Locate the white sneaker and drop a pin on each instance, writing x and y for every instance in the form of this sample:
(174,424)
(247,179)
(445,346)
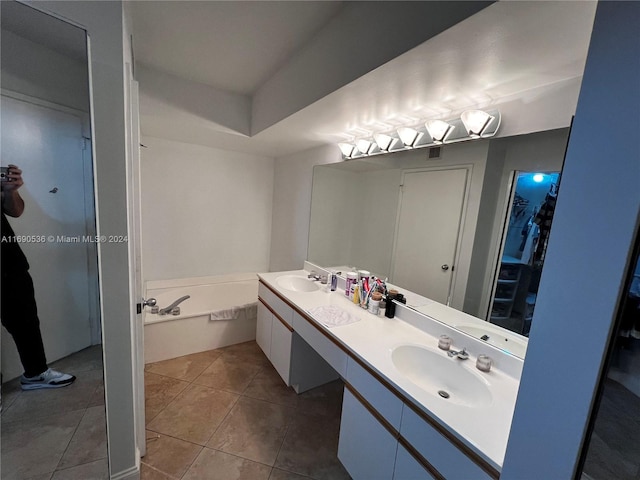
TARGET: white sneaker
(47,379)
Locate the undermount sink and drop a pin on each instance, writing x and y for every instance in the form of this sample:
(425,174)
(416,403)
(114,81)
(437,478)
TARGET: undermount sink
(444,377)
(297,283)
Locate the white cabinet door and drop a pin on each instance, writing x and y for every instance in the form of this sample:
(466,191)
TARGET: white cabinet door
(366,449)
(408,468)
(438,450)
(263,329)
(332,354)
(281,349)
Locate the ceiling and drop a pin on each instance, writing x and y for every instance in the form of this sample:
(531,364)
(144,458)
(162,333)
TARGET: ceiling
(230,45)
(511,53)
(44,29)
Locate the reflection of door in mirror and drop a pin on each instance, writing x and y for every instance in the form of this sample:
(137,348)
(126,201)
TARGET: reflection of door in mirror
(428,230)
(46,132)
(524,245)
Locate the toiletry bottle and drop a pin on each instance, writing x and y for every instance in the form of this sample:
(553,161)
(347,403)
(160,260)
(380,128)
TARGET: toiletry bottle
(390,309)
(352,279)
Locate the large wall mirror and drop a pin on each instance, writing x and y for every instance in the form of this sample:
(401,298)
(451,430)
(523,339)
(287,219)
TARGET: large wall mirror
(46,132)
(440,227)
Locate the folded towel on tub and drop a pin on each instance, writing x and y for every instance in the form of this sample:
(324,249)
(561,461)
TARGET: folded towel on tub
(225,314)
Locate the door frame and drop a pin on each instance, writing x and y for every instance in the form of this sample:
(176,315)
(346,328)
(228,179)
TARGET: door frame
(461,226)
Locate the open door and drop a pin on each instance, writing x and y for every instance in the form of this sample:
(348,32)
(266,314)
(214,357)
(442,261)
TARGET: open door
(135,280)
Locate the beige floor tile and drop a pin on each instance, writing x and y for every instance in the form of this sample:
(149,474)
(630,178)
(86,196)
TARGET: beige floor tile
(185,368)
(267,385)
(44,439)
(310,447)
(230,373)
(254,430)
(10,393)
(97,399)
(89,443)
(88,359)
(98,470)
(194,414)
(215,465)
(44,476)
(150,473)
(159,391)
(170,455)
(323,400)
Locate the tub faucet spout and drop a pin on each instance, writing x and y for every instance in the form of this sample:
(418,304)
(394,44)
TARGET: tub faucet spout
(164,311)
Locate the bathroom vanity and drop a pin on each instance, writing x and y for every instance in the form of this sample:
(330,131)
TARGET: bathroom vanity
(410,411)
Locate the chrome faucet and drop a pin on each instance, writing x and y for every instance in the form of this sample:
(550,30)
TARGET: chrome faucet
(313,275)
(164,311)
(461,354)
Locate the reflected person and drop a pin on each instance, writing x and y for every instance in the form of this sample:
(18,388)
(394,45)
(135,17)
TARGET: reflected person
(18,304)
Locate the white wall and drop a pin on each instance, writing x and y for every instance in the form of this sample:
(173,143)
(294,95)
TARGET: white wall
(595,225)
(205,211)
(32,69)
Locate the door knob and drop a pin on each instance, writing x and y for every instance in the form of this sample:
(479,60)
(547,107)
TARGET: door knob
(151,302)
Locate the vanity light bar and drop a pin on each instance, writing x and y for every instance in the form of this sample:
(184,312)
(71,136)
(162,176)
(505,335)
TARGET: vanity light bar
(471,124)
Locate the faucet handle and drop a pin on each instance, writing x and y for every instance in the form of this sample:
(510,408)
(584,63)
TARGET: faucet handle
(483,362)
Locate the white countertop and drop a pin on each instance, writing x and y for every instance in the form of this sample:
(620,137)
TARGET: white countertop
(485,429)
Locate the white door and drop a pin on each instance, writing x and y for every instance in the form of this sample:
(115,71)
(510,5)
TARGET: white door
***
Rewrite every row above, replacing "drop a pin" with "place a marker" wherever it occurs and leaving everything else unchanged. Omit the pictures from your output.

Locate the white sneaker and place a marker on each instance, writing x and y for every instance in the form of this sample:
(174,424)
(247,179)
(445,346)
TARGET: white sneaker
(47,379)
Locate the undermount sink and place a marker on each instance, writing x and y for every instance in the form of this sample:
(425,174)
(416,403)
(114,81)
(437,478)
TARGET: undermount sink
(444,377)
(297,283)
Locate the white cabinet door and place a marker on each instance, writing x and y for every instance in the form of this sample:
(466,191)
TARGET: white cabinet door
(366,449)
(408,468)
(438,450)
(263,329)
(332,354)
(281,349)
Locate the ceiling and place a marker on each instance, writing x and y for every instance in the form of this sample:
(531,364)
(144,458)
(162,333)
TARGET: ceiling
(230,45)
(511,53)
(44,29)
Locate the reflection of door in mirror and place a marker on each instance, writing x and y for every instance in the form of this sample:
(137,348)
(126,201)
TARGET: reflection of door in mirror
(428,230)
(46,132)
(524,245)
Locate the toiletry bottle and place a marker on each instance, writing x and y for every instance in the form of this sample:
(553,161)
(347,403)
(160,260)
(380,128)
TARGET: toiletry bottle
(390,309)
(352,279)
Locate the large wall mirror and place a marker on each instance, writing x and y for every instance in the form of this sample:
(401,298)
(451,430)
(523,339)
(287,219)
TARGET: large wall mirror
(46,132)
(440,227)
Locate the folded towel on tub and place a marker on each instance, writing x and y for every instance in the form of this sample:
(324,249)
(561,461)
TARGET: folded towel on tub
(225,314)
Locate the door frame and place a marker on each instance, writing x and y for every instance in the form of this sample:
(176,315)
(346,328)
(228,179)
TARGET: door frame
(461,226)
Locate the open door and place a marker on each instance, writing x and y for every instance in the form of this sample:
(348,32)
(266,314)
(214,357)
(442,261)
TARGET: open door
(135,280)
Locate the beige floor tile and place a marker on each instance, writing x and y for every instance in the form of this sample:
(149,474)
(630,178)
(86,196)
TARGET: beige floor tile
(185,368)
(267,385)
(44,439)
(310,447)
(230,373)
(254,430)
(10,393)
(97,399)
(89,443)
(88,359)
(98,470)
(194,414)
(215,465)
(44,476)
(150,473)
(159,391)
(170,455)
(323,400)
Locate the tub faucet spout and place a marker on each instance, writing x and y for every instance in the form of this sample:
(418,304)
(394,44)
TARGET: tub faucet spout
(164,311)
Locate the bathroom vanity and place a marker on each instance, writing x and y for every instance in the form of this sample:
(330,131)
TARGET: bathroom vanity
(410,411)
Locate the chrome faucet and place a marker on each instance, writing x and y for every instance in the form of this sample:
(550,30)
TARGET: chrome faucet
(313,275)
(164,311)
(461,354)
Locate the reflected person and place a marker on each instance, writing x and y for every instance in the form of this sample:
(18,388)
(394,45)
(135,17)
TARGET: reflected person
(18,304)
Locate the white wall and place a marker on each instance, writing x and y for every instance in the form of this sample:
(173,143)
(294,95)
TARGET: white wall
(595,225)
(205,211)
(32,69)
Locate the door knob and place a marker on each instance, writing x and y for every instance in the form of this sample:
(479,60)
(547,107)
TARGET: door knob
(151,302)
Locate the vanity light bar and place a marker on each instance, writing x and y for every instance in the form of this sample:
(184,312)
(71,136)
(162,176)
(505,335)
TARGET: vanity light bar
(471,124)
Locate the faucet handle and place a marker on each instance, writing x and y for every instance in the form of this sample:
(510,408)
(584,63)
TARGET: faucet handle
(483,362)
Locate the white countertop and place a marker on each instance, writing x and y for every instance in the form of this sample:
(620,137)
TARGET: white countertop
(485,429)
Locate the white door and place a marker on each instance, writing x and y for every instance in the form of this sample:
(115,71)
(510,5)
TARGET: white door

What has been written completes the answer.